** Start **

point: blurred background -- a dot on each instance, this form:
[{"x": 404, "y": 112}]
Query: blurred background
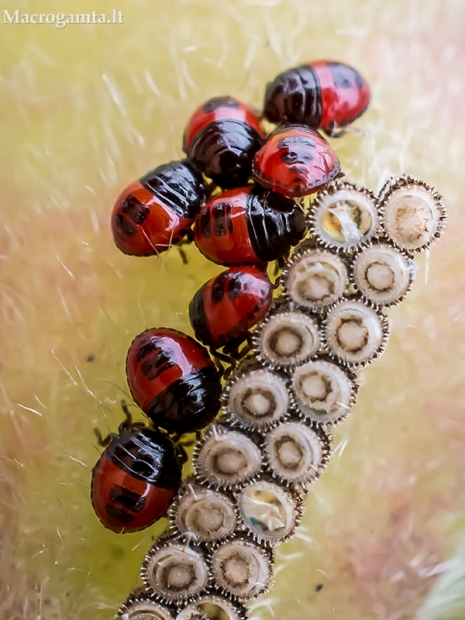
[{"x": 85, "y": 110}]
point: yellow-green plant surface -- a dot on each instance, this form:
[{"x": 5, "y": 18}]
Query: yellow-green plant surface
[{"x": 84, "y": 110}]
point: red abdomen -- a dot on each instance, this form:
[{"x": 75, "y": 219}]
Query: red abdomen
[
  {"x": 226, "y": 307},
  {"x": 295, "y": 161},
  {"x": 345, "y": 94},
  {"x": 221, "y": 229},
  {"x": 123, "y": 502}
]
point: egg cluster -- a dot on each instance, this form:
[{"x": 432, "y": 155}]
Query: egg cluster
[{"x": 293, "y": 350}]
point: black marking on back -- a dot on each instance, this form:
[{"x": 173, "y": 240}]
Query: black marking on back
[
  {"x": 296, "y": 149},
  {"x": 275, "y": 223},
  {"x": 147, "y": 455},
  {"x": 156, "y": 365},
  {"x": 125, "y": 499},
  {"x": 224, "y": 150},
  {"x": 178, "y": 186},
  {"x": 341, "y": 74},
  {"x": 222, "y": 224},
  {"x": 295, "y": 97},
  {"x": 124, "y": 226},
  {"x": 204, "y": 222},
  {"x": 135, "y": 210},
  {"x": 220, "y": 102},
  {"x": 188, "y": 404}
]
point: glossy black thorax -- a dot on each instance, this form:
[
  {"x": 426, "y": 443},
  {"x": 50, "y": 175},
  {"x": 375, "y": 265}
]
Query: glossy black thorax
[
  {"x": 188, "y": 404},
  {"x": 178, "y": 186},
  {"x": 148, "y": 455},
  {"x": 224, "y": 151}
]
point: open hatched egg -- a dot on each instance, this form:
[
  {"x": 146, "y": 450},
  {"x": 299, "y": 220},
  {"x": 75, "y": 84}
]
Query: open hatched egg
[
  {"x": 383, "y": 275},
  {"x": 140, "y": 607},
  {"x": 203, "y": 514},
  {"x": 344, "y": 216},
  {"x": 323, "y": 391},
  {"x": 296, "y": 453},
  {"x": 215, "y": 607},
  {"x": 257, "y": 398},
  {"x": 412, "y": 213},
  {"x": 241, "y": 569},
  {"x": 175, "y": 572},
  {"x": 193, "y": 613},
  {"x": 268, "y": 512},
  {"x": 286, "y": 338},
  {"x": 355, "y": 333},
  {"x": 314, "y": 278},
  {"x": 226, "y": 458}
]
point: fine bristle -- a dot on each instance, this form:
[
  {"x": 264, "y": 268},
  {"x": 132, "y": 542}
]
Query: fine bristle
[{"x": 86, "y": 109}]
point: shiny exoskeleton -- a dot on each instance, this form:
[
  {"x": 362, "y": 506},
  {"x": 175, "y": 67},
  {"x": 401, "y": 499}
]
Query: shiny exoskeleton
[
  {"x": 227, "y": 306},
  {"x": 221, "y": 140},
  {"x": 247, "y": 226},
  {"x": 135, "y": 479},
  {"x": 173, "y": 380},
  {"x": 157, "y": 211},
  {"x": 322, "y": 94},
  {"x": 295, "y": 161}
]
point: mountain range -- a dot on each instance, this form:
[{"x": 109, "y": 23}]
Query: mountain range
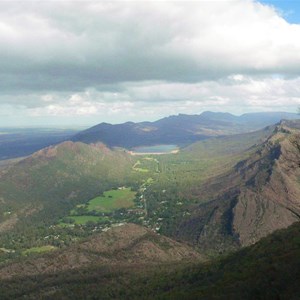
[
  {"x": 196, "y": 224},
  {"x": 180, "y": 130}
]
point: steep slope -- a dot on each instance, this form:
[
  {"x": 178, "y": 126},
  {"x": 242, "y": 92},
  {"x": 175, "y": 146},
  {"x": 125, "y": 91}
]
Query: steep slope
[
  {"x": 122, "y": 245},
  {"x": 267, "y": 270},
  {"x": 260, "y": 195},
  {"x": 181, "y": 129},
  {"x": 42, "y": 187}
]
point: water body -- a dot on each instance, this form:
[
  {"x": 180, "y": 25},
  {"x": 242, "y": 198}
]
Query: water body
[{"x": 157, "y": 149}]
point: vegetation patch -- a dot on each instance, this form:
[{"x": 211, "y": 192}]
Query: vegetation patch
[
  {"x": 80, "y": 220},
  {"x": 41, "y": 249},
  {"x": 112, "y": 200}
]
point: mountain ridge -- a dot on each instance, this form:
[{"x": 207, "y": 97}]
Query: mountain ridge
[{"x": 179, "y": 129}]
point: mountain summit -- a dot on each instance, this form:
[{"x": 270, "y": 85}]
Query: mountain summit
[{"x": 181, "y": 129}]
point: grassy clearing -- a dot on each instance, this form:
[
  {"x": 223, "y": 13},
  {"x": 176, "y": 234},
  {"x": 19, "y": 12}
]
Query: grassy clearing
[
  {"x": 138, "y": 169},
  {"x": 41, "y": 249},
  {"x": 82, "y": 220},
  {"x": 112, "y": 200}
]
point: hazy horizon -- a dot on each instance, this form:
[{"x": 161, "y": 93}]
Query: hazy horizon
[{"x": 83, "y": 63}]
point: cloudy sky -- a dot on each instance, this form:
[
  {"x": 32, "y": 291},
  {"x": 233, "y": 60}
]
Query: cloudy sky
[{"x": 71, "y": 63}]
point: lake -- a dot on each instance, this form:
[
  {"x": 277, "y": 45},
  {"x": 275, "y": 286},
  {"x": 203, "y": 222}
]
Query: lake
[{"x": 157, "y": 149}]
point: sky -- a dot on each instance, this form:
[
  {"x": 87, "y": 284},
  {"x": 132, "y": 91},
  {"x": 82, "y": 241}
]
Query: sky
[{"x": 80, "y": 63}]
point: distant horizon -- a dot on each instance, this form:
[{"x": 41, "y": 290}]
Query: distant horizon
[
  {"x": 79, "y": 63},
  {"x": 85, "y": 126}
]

** End **

* _Directive_
Quote only the lines from the one containing "point: mountain summit" through the final line of the records, with both ends included.

* _Response_
point: mountain summit -- a dot on each instance, this form:
[{"x": 270, "y": 85}]
Query: mountain summit
[{"x": 181, "y": 129}]
point: grassy clearing -- a dot on each instance, this form:
[
  {"x": 223, "y": 13},
  {"x": 176, "y": 234},
  {"x": 19, "y": 12}
]
Query: grassy clearing
[
  {"x": 138, "y": 169},
  {"x": 41, "y": 249},
  {"x": 82, "y": 220},
  {"x": 112, "y": 200}
]
point: hazy horizon -- a dot on each instance, this form:
[{"x": 161, "y": 93}]
Query: hazy horizon
[{"x": 83, "y": 63}]
point: cloudy sky -- a dot on each instance, this form:
[
  {"x": 32, "y": 291},
  {"x": 233, "y": 60}
]
Query: cloudy sky
[{"x": 71, "y": 63}]
point: lake -- a dot on each instance, this form:
[
  {"x": 277, "y": 45},
  {"x": 275, "y": 286},
  {"x": 203, "y": 222}
]
Query: lake
[{"x": 157, "y": 149}]
point: sky -- a dot on each instance, this form:
[
  {"x": 87, "y": 284},
  {"x": 132, "y": 91},
  {"x": 82, "y": 241}
]
Query: sky
[{"x": 80, "y": 63}]
point: distant horizon -- a dot on each instance, this form:
[{"x": 41, "y": 290}]
Query: distant horizon
[
  {"x": 79, "y": 63},
  {"x": 85, "y": 126}
]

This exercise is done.